— PROVIDED DATA —
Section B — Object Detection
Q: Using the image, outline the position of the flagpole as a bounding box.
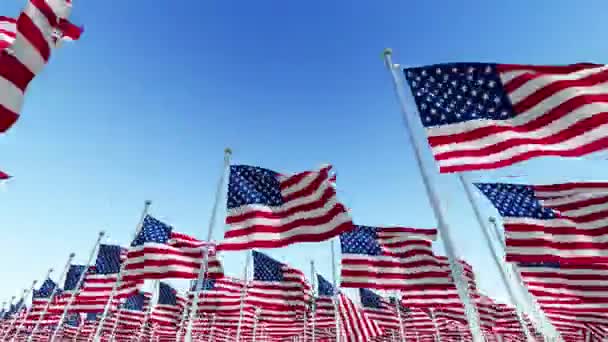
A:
[5,281,39,341]
[0,296,15,337]
[330,238,341,342]
[429,308,441,342]
[585,329,592,342]
[252,308,261,341]
[488,217,562,342]
[458,175,535,342]
[394,294,406,342]
[185,148,232,342]
[50,231,105,342]
[207,314,216,342]
[28,253,75,342]
[175,297,191,342]
[310,261,316,342]
[93,200,152,341]
[108,299,124,341]
[137,280,160,341]
[382,48,484,342]
[235,251,252,341]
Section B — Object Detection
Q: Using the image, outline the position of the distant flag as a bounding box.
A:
[0,170,9,181]
[475,182,608,263]
[27,278,61,324]
[189,277,244,313]
[403,63,608,173]
[149,282,183,327]
[0,16,16,51]
[122,215,223,282]
[339,225,449,290]
[218,164,353,251]
[0,0,80,133]
[248,251,311,311]
[358,289,400,331]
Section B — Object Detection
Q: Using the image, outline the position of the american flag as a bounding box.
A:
[0,0,80,133]
[0,16,15,51]
[475,182,608,263]
[26,278,61,325]
[73,244,142,312]
[358,288,401,331]
[218,164,353,251]
[312,274,338,333]
[122,215,223,282]
[340,225,450,290]
[101,291,151,334]
[52,264,86,312]
[189,277,245,313]
[150,282,183,327]
[403,63,608,173]
[248,251,311,311]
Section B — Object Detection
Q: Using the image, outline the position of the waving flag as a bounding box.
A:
[313,274,337,332]
[0,170,9,181]
[340,225,449,290]
[475,182,608,263]
[74,244,142,312]
[150,282,183,327]
[122,215,223,282]
[0,0,80,133]
[359,289,401,331]
[219,164,353,251]
[26,278,61,324]
[189,277,245,313]
[404,63,608,173]
[248,251,310,311]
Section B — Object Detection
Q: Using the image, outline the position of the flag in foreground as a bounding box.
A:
[219,164,353,251]
[404,63,608,173]
[476,182,608,263]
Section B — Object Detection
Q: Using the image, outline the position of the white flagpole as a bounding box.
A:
[382,48,484,342]
[50,231,105,342]
[28,253,75,342]
[458,175,535,342]
[185,148,232,342]
[10,277,44,342]
[175,296,191,342]
[93,200,152,341]
[585,329,592,342]
[310,261,316,342]
[330,239,341,342]
[137,280,160,341]
[108,299,124,341]
[394,295,406,342]
[252,308,261,341]
[0,296,15,337]
[207,314,216,342]
[429,308,441,342]
[235,251,252,341]
[488,217,562,342]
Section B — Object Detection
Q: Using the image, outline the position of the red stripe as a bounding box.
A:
[0,52,35,91]
[497,63,602,74]
[17,9,50,63]
[0,102,19,132]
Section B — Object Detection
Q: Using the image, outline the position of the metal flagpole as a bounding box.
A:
[137,280,160,341]
[458,174,535,342]
[175,296,191,342]
[252,308,261,341]
[0,295,16,339]
[185,148,232,342]
[93,200,152,341]
[382,48,484,342]
[50,231,105,342]
[207,314,217,342]
[310,261,316,342]
[108,299,124,341]
[430,308,441,342]
[488,217,562,342]
[394,294,406,342]
[28,253,75,342]
[585,329,592,342]
[235,251,252,341]
[330,239,341,342]
[6,281,40,341]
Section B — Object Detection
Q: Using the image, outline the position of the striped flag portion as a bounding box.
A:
[149,282,183,327]
[340,225,449,290]
[190,277,245,313]
[122,215,223,282]
[358,289,400,331]
[0,0,79,133]
[476,182,608,263]
[218,164,353,251]
[404,63,608,173]
[338,293,383,342]
[0,16,16,50]
[0,170,9,181]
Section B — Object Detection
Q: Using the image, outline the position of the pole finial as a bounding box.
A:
[69,252,76,258]
[99,230,106,237]
[224,148,232,156]
[383,48,393,57]
[488,216,496,223]
[144,200,152,206]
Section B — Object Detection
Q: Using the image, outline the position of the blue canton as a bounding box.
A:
[94,244,124,274]
[340,226,382,255]
[7,299,24,316]
[158,282,177,305]
[201,279,216,291]
[131,215,172,247]
[253,251,284,281]
[86,312,100,321]
[317,274,336,296]
[227,165,284,209]
[122,292,146,311]
[64,265,86,291]
[33,279,58,299]
[359,288,383,309]
[66,313,81,327]
[474,183,556,219]
[404,63,515,128]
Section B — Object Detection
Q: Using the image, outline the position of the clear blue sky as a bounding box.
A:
[2,0,608,306]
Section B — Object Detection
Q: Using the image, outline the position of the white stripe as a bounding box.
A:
[534,186,608,199]
[506,216,608,230]
[279,167,328,198]
[538,192,608,206]
[499,70,529,84]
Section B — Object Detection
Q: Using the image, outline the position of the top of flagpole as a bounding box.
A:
[224,148,232,156]
[383,48,393,56]
[489,216,496,223]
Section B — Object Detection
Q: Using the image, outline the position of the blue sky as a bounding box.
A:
[2,0,608,307]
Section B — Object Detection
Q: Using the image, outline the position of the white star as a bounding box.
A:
[436,68,442,74]
[468,66,475,73]
[452,67,459,73]
[488,80,496,88]
[482,93,490,100]
[485,65,492,74]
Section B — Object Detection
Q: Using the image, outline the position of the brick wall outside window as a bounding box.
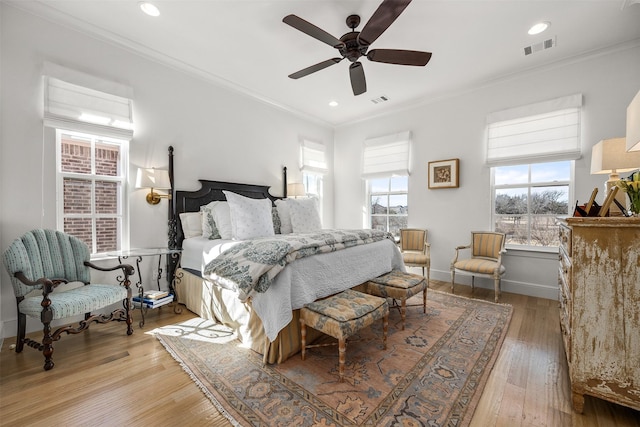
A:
[60,136,122,252]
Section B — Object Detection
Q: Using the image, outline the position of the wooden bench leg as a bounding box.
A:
[338,338,346,382]
[300,320,306,361]
[382,313,388,350]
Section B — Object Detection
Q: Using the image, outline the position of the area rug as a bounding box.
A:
[155,290,512,426]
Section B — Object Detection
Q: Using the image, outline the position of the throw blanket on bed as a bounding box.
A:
[202,229,394,301]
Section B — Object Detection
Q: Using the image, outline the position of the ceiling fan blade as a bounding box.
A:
[367,49,432,66]
[358,0,412,46]
[349,62,367,96]
[283,15,345,49]
[288,58,343,79]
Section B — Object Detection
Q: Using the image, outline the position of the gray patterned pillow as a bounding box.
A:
[223,191,275,240]
[200,202,221,240]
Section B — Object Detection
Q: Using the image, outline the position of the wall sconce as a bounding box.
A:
[136,167,171,205]
[287,183,306,198]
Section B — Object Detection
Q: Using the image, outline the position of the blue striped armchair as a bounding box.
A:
[3,229,134,370]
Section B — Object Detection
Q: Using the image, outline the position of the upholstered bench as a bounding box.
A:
[365,270,427,330]
[300,289,389,382]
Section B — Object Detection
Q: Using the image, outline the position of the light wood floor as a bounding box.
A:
[1,281,638,426]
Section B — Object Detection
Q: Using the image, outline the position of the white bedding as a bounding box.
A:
[181,235,405,341]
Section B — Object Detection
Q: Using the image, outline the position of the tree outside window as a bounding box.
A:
[493,161,572,247]
[369,176,408,238]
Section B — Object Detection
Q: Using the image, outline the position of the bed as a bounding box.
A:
[166,148,405,363]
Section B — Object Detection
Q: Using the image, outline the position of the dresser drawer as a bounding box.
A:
[558,223,572,257]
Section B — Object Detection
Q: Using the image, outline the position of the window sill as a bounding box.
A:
[504,244,559,259]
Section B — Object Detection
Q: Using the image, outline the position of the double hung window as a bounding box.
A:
[487,94,581,248]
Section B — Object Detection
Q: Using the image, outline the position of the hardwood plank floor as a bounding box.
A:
[1,282,638,426]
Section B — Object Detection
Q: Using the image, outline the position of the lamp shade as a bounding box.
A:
[627,89,640,152]
[135,168,171,189]
[287,183,305,197]
[590,138,640,175]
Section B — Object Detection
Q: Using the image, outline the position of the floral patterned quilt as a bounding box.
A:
[202,229,394,301]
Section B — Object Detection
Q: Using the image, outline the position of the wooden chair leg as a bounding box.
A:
[423,287,427,314]
[338,338,346,383]
[451,270,456,293]
[400,299,407,330]
[16,312,26,353]
[300,320,307,361]
[471,275,475,291]
[494,278,500,302]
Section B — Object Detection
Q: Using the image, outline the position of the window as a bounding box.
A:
[369,176,408,237]
[43,65,134,255]
[487,94,581,248]
[362,131,412,237]
[492,161,572,247]
[300,139,327,218]
[56,130,129,254]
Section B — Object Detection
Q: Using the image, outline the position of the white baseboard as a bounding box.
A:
[428,268,559,301]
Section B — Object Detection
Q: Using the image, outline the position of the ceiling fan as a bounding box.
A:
[283,0,432,96]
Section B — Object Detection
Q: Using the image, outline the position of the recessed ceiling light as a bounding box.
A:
[528,21,550,35]
[139,2,160,17]
[328,101,339,107]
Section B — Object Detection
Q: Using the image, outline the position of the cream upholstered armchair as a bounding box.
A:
[399,229,430,285]
[3,229,135,370]
[450,231,506,302]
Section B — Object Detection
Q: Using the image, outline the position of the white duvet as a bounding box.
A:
[181,235,405,341]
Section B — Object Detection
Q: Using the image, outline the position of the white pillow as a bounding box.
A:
[179,212,203,239]
[223,191,275,240]
[200,202,221,239]
[275,199,293,234]
[212,202,233,240]
[289,198,322,233]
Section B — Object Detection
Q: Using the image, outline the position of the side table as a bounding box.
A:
[107,248,182,327]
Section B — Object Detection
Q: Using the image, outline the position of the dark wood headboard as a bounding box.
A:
[166,146,287,258]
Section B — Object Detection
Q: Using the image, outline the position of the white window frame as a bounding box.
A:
[491,160,574,250]
[55,129,130,254]
[367,176,408,237]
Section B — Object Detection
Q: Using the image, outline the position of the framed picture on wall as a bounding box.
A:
[428,158,459,189]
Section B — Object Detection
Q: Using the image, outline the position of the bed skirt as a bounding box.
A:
[175,267,324,364]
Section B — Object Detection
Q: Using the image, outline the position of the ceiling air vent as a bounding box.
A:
[524,36,556,56]
[371,95,389,104]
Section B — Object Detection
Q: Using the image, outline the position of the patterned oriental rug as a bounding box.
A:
[156,290,512,427]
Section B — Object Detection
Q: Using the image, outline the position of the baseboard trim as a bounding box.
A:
[428,268,558,301]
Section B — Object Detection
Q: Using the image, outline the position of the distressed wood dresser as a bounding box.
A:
[557,216,640,413]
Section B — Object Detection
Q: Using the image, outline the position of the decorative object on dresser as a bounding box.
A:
[2,229,134,370]
[590,137,640,215]
[557,216,640,412]
[450,231,506,302]
[428,158,459,189]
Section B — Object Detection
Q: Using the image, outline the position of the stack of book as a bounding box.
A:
[133,290,174,309]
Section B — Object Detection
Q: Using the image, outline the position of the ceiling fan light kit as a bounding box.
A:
[283,0,432,96]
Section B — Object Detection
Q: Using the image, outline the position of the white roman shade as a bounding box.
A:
[43,63,134,139]
[362,131,411,178]
[300,140,327,173]
[486,94,582,165]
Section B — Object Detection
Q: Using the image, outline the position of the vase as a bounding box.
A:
[627,192,640,216]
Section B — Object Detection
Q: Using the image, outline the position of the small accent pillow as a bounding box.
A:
[289,198,322,233]
[275,199,293,234]
[272,206,281,234]
[212,202,233,240]
[223,191,275,240]
[200,202,221,240]
[179,212,203,239]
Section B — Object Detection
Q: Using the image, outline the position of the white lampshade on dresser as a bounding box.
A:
[627,89,640,152]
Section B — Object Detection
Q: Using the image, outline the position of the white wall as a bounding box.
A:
[334,44,640,299]
[0,4,333,337]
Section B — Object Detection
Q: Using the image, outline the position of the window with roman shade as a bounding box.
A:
[362,131,411,178]
[486,94,582,165]
[300,139,327,174]
[43,62,134,140]
[43,63,133,254]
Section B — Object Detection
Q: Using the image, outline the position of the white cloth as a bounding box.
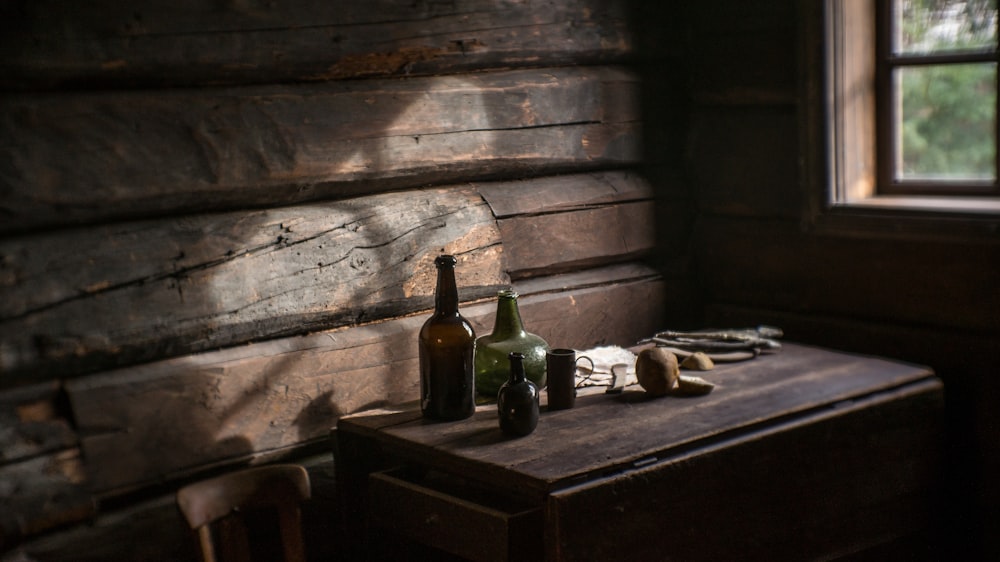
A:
[573,345,638,388]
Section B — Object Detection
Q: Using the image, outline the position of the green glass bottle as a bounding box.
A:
[474,289,549,398]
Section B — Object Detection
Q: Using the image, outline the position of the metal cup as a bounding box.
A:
[545,348,595,411]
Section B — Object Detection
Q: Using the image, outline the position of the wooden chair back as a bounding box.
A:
[176,464,311,562]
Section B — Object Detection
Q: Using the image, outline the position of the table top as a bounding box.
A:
[336,343,938,501]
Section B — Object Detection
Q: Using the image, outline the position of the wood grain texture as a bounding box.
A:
[0,66,639,233]
[481,170,655,279]
[0,0,631,90]
[476,170,651,218]
[2,495,196,562]
[499,200,655,279]
[0,449,95,550]
[704,303,1000,378]
[369,469,543,562]
[65,266,664,495]
[338,344,937,500]
[335,345,943,560]
[4,458,341,562]
[0,381,76,464]
[546,380,944,561]
[0,186,505,384]
[0,173,657,384]
[694,216,1000,332]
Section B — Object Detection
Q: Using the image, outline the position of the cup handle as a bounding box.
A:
[574,355,596,388]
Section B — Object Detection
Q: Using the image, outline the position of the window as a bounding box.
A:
[877,0,999,196]
[817,0,1000,235]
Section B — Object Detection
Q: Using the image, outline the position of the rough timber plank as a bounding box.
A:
[694,216,1000,332]
[3,458,339,562]
[0,449,94,550]
[1,495,195,562]
[547,380,944,561]
[0,187,505,383]
[0,0,632,90]
[0,382,77,464]
[0,66,639,233]
[499,200,655,279]
[476,170,652,218]
[65,265,664,496]
[1,171,653,384]
[479,171,655,279]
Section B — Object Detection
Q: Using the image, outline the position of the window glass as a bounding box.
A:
[895,62,997,181]
[882,0,1000,194]
[894,0,998,54]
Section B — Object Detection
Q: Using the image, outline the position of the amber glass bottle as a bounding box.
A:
[419,255,476,421]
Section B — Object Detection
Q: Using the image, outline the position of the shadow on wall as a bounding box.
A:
[21,76,507,499]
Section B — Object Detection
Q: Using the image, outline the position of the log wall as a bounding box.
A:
[631,1,999,559]
[0,2,681,560]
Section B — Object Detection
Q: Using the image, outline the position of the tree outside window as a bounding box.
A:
[881,0,999,193]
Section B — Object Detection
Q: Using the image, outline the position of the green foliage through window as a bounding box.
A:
[899,64,996,179]
[892,0,998,182]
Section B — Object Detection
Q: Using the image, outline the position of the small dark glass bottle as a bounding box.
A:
[419,255,476,421]
[497,352,539,436]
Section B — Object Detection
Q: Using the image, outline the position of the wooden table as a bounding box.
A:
[333,343,944,561]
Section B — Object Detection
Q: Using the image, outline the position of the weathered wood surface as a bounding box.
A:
[0,383,86,550]
[336,345,943,560]
[0,172,654,384]
[0,0,631,90]
[479,170,655,279]
[65,264,664,496]
[1,494,195,562]
[705,304,1000,378]
[369,469,543,562]
[0,449,94,551]
[0,186,505,384]
[0,382,76,464]
[694,217,1000,332]
[3,457,341,562]
[338,344,938,500]
[477,171,651,218]
[0,66,639,233]
[500,201,654,279]
[546,380,944,561]
[674,2,998,558]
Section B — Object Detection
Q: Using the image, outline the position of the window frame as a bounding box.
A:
[875,0,1000,196]
[803,0,1000,243]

— EXERCISE GOAL —
The answer must be every line from the records above that contains the word "blue", copied in full.

— ANSWER TO THE PROBLEM —
Q: Using the image, outline the position of the blue canton as a bounding box.
Q: Using the image, outline the position of the clear blue sky as a bounding box.
Q: Using the image, outline the position of the blue sky as a bounding box.
Q: Using the image, outline the position of the blue striped armchair as a bounding box.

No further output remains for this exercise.